ACTIVITY:
The whole listing below should be retyped exactly, without any images.

START DATA LISTING

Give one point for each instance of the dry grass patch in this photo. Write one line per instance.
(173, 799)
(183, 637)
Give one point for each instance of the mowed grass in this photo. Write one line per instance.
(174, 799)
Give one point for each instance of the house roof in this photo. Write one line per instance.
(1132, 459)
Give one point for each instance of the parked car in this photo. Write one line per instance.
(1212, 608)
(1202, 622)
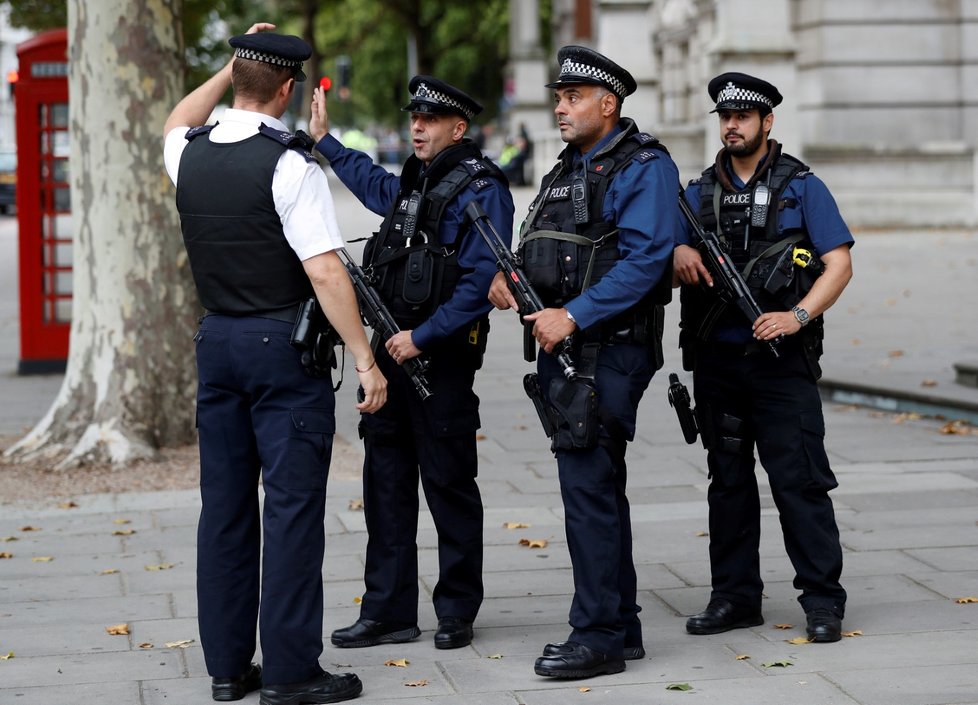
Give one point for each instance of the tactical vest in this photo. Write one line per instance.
(415, 272)
(566, 246)
(241, 262)
(760, 250)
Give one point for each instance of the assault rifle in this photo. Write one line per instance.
(376, 315)
(526, 297)
(733, 288)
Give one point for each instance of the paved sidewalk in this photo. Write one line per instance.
(907, 506)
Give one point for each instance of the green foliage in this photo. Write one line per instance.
(37, 15)
(465, 44)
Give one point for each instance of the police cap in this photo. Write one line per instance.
(429, 95)
(738, 91)
(282, 50)
(583, 65)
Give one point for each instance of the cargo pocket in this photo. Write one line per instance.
(813, 440)
(310, 446)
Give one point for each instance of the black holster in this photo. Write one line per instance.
(315, 339)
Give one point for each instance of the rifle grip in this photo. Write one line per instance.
(529, 343)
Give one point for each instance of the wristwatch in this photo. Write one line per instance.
(801, 315)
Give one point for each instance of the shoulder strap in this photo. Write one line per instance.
(298, 141)
(198, 131)
(469, 173)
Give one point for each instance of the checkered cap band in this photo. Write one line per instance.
(732, 93)
(572, 69)
(267, 58)
(424, 92)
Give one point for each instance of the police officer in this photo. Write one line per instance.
(597, 247)
(783, 231)
(260, 231)
(433, 272)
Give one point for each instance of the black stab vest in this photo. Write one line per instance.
(415, 272)
(241, 262)
(566, 246)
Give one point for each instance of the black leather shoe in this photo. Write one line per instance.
(453, 633)
(722, 616)
(367, 632)
(824, 625)
(225, 689)
(324, 688)
(577, 661)
(629, 653)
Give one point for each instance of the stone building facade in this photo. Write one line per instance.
(881, 98)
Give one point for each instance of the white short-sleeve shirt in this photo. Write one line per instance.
(299, 188)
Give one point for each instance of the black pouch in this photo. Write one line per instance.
(576, 405)
(531, 384)
(418, 277)
(542, 263)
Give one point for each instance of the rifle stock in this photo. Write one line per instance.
(376, 315)
(733, 285)
(526, 297)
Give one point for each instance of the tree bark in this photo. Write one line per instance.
(129, 384)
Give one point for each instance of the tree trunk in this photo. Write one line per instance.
(129, 385)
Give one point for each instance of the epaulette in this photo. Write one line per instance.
(298, 140)
(198, 131)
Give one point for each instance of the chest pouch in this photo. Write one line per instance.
(418, 277)
(562, 265)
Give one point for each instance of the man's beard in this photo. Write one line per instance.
(747, 147)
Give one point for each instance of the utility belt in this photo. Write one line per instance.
(571, 413)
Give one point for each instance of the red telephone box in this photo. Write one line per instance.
(43, 202)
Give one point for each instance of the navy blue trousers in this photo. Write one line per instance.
(435, 441)
(778, 403)
(260, 415)
(597, 519)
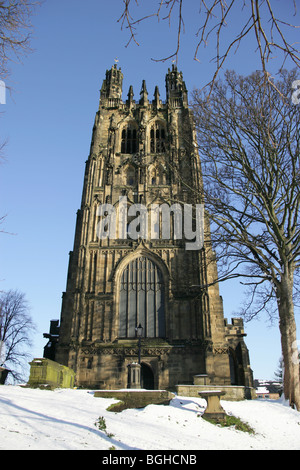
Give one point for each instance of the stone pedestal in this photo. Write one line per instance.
(214, 409)
(3, 375)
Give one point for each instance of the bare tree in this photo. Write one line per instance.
(15, 28)
(249, 146)
(257, 18)
(16, 327)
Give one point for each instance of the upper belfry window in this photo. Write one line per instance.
(129, 140)
(157, 138)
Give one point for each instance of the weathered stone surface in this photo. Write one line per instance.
(114, 284)
(49, 374)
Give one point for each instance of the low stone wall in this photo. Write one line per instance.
(232, 392)
(45, 373)
(137, 398)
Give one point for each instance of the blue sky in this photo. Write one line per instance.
(47, 121)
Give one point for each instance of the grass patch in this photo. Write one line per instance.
(117, 407)
(237, 423)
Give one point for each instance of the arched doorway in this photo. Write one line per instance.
(147, 377)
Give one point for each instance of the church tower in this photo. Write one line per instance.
(147, 274)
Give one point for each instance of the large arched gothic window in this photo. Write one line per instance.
(129, 142)
(157, 138)
(142, 299)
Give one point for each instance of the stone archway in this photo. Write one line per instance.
(147, 376)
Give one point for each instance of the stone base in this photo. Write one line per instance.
(232, 392)
(137, 398)
(45, 373)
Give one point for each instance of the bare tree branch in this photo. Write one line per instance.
(215, 16)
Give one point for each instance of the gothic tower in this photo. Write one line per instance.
(116, 283)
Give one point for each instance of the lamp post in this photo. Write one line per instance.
(139, 333)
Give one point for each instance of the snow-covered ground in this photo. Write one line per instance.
(64, 419)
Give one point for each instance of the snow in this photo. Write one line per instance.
(64, 419)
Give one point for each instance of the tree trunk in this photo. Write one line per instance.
(287, 325)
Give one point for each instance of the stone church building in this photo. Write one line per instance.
(142, 151)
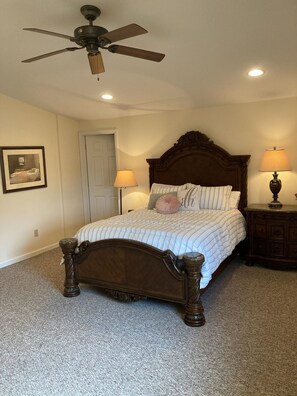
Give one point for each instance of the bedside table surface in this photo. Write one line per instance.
(265, 207)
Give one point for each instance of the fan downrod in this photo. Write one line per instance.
(90, 12)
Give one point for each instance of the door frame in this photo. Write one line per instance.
(83, 164)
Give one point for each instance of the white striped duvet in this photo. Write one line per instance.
(214, 233)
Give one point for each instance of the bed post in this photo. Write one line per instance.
(68, 246)
(194, 309)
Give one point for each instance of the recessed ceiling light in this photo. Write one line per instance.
(107, 96)
(255, 72)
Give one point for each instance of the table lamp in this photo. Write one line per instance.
(275, 160)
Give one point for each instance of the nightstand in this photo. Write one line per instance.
(272, 235)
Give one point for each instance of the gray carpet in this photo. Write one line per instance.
(93, 345)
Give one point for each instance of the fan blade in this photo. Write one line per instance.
(136, 52)
(96, 63)
(51, 54)
(50, 33)
(123, 33)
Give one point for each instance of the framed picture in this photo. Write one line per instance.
(22, 168)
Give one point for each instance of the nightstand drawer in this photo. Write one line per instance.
(260, 230)
(259, 247)
(272, 235)
(277, 231)
(276, 249)
(293, 233)
(292, 251)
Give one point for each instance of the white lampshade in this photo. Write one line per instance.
(125, 178)
(274, 160)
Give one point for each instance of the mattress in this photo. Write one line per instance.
(214, 233)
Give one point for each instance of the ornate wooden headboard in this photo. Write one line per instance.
(196, 159)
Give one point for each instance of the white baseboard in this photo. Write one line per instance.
(28, 255)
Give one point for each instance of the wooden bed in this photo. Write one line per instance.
(132, 270)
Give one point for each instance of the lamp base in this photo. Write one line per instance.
(275, 205)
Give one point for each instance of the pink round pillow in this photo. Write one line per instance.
(167, 204)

END DATA LISTING

TASK ANSWER:
Give one point for each instance of the dry grass patch in this photo. Write one line per instance.
(173, 799)
(183, 637)
Give one point for each instance of the mowed grass in this photo. Write one line per instance.
(174, 799)
Give one point for each instance of the house roof in this photo. Write one line per instance.
(1132, 459)
Give one point for each instance of the parked car in this photo. Write one line per instance.
(1212, 608)
(1202, 622)
Give one point for each instance of the tactical vest in this photo. Write one line per instance.
(415, 272)
(566, 246)
(241, 262)
(760, 250)
Give one point for each instance of the assault rifle in this photo. Write one line per instance.
(376, 315)
(526, 297)
(733, 288)
Give one point for each instance of the paved sidewalk in this photo. Write one line per instance.
(907, 506)
Give one point for each instance of the green foliage in this photo. Write one line per instance.
(37, 15)
(465, 44)
Give one point for each instance of the police cap in this photo. Write one line per instance.
(429, 95)
(738, 91)
(282, 50)
(583, 65)
Give one point for each instance of the cargo pocket in this photo. Write one line per instance.
(813, 440)
(310, 446)
Give one point for each instance of the black holster in this photo. Write one line per instance.
(315, 339)
Give one point for each instance of the rifle grip in this photo. Write one line per instance.
(529, 343)
Give one point for each instance of the wristwatch in this photo. Write one line per instance.
(801, 315)
Give one point for each instance of the shoulder strap in this photo. Write one line per instance.
(298, 141)
(198, 131)
(469, 173)
Give one point for each instance of the checkered cap band in this photo. Write one line per instance.
(732, 93)
(572, 69)
(267, 58)
(424, 92)
Give one point for each instance of the police officer in this photo. Write one line per instance.
(597, 247)
(783, 231)
(260, 231)
(433, 272)
Give one point for each instance of the black stab vest in this photo. Write one line per instance.
(415, 272)
(241, 262)
(566, 246)
Give one point for each instance of the black leather shoe in this photo. Write one line per instance.
(453, 633)
(722, 616)
(367, 632)
(824, 625)
(225, 689)
(324, 688)
(577, 661)
(629, 653)
Give one point for each instance of the stone building facade in this photo. Write one line per instance.
(881, 98)
Give one point for each instance of the white short-sleeve shirt in this photo. Write one line per instance.
(299, 188)
Give one point for each instance of the black pouch in this photo. Write one line per instance.
(576, 405)
(531, 384)
(418, 277)
(542, 263)
Give one point for each instance of the rifle stock in this photo. Write one line per instance.
(376, 315)
(733, 285)
(526, 297)
Give one point for each instance of the tree bark in this photo. Write one line per instance.
(129, 384)
Give one point for each instance of the tree trunk in this photo. Write one line per instance.
(129, 385)
Give one point for each instance of the epaulette in this photo. Write one line per instance.
(298, 140)
(198, 131)
Give one point for each instance of the chest pouch in this photo. Write one line per instance.
(418, 277)
(562, 265)
Give one point for each instance of the man's beard in this photo. Write one line per instance.
(747, 147)
Give one point for each instance of the utility belt in this photo. Write one line per instance.
(571, 413)
Give one point for each instance of the red telephone box in this photo. Write one line per instance.
(43, 202)
Give one point for each instance of the navy blue trousers in this photo. Write one line per instance.
(435, 441)
(778, 403)
(260, 415)
(597, 519)
Give one point for each instance of the stone pedestal in this photo. Write one line per instance.
(214, 409)
(3, 375)
Give one point for each instance of the bare tree in this photo. Write one line per instance.
(15, 28)
(249, 146)
(257, 18)
(16, 327)
Give one point for each instance of the upper belfry window in this photo. Write one line per instance.
(129, 140)
(157, 138)
Give one point for each instance of the weathered stone surface in this photo. Write one line per instance.
(114, 284)
(49, 374)
Give one point for each instance of the low stone wall in this photo. Write one line per instance.
(232, 392)
(45, 373)
(137, 398)
Give one point for each instance of the blue sky in this photo. Write one line per instance.
(47, 121)
Give one point for each instance of the grass patch in this photo. Write one line per instance.
(117, 407)
(237, 423)
Give one point for each instance of the arched doorway in this photo. Write one line per instance.
(147, 377)
Give one point for each instance of the church tower in this photo. Write one line per instance.
(147, 274)
Give one point for each instance of the large arched gothic window in this photo. Write one line per instance.
(129, 142)
(157, 138)
(142, 299)
Give one point for each instance of the stone archway in this photo. Write one line per instance.
(147, 376)
Give one point for each instance of the stone base in this photo. Write one line per instance.
(232, 392)
(137, 398)
(45, 373)
Give one point for each instance of the bare tree branch in this photo. Write one line per instance.
(215, 16)
Give one point for each instance of the gothic tower in this photo. Write one line per instance.
(116, 283)
Give one point for each instance of the lamp post in this photo. Write one line per instance.
(139, 333)
Give one point for each instance of the snow-covered ground in this photo. Write one line per instance.
(64, 419)
Give one point for each instance of the snow in this photo. Write one line per instance.
(64, 419)
Give one point for each instance of the tree trunk in this photo. Write one line per instance.
(287, 325)
Give one point for each instance of the stone church building in this photo. Write one line per instance.
(142, 151)
Give one point for each instance of the bedside table surface in this photo. Write one line per instance.
(265, 207)
Give one point for each instance of the fan downrod in this photo. Write one line per instance.
(90, 12)
Give one point for each instance of the door frame in this photo. Write one line per instance.
(83, 164)
Give one point for each instance of the white striped duvet in this photo. Write one line per instance.
(214, 233)
Give one point for each instance of the bed post in this photo. Write one line per instance.
(68, 246)
(194, 309)
Give one point for each instance of the recessed ceiling light in this photo. Write one line per instance.
(107, 96)
(255, 72)
Give one point for each instance of the table lamp in this photo. Write one line per instance.
(275, 160)
Give one point for each instance of the nightstand in this photo. Write one line per instance.
(272, 235)
Give one point for each instance of the gray carpet in this photo. Write one line per instance.
(93, 345)
Give one point for each instance of the fan blade in this photo. Write one line per instance.
(136, 52)
(96, 63)
(51, 54)
(50, 33)
(123, 33)
Give one point for each instance of the framed picture in this photo. Write one line per instance.
(22, 168)
Give one point for each instance of the nightstand drawer in this photo. Write one line per instance.
(260, 230)
(259, 247)
(272, 235)
(277, 231)
(276, 249)
(293, 233)
(292, 251)
Give one point for each instance of the white lampshade in this photo. Write one line per instance.
(125, 178)
(274, 160)
Give one point for each instance of the mattress in this photo. Write one line per instance.
(214, 233)
Give one point for each instance of the ornate wooden headboard in this photo. Write one line per instance.
(196, 159)
Give one point for each instance of the white baseboard in this photo. Write one line per instance.
(28, 255)
Give one point for each instance of the wooden bed in this photo. Write one line per instance.
(132, 270)
Give one point for each instance of the lamp base in this photo. Write one line per instance.
(275, 205)
Give one point for each instance of the pink round pillow in this photo. Write one line per instance.
(167, 204)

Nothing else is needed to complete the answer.